# WRITTEN INSTRUCTION:
Count the lines in the entries below that contain the word "black" and give only that number.

====== PROVIDED ENTRIES ======

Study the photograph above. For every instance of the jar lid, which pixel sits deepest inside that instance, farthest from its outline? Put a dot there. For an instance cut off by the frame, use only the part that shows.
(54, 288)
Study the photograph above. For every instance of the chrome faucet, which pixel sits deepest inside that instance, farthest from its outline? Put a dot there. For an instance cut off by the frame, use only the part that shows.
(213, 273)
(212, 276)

======
====== PROVIDED ENTRIES ======

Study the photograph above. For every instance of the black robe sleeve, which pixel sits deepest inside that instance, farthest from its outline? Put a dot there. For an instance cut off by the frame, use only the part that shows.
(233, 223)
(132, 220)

======
====== PROVIDED ENTRIES ======

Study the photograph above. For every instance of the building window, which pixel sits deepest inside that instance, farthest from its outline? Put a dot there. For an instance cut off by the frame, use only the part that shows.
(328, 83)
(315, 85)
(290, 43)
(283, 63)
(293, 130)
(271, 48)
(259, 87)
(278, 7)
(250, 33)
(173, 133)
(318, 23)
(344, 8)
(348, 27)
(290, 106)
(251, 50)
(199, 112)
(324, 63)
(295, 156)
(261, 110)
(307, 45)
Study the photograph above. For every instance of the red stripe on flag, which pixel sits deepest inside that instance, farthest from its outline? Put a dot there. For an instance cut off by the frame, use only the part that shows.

======

# RESULT OF THE EXERCISE:
1